### GIVEN PROBLEM
Reproduce each of the items below word for word, keeping every line in its original order.

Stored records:
###

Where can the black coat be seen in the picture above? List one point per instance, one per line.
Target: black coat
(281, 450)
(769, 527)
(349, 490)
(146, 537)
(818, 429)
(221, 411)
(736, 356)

###

### ANSWER TO THIS EXERCISE
Where can the black coat be seen in the picture above? List one point per instance, one per line.
Target: black coat
(281, 450)
(769, 527)
(349, 490)
(146, 537)
(818, 429)
(221, 411)
(736, 356)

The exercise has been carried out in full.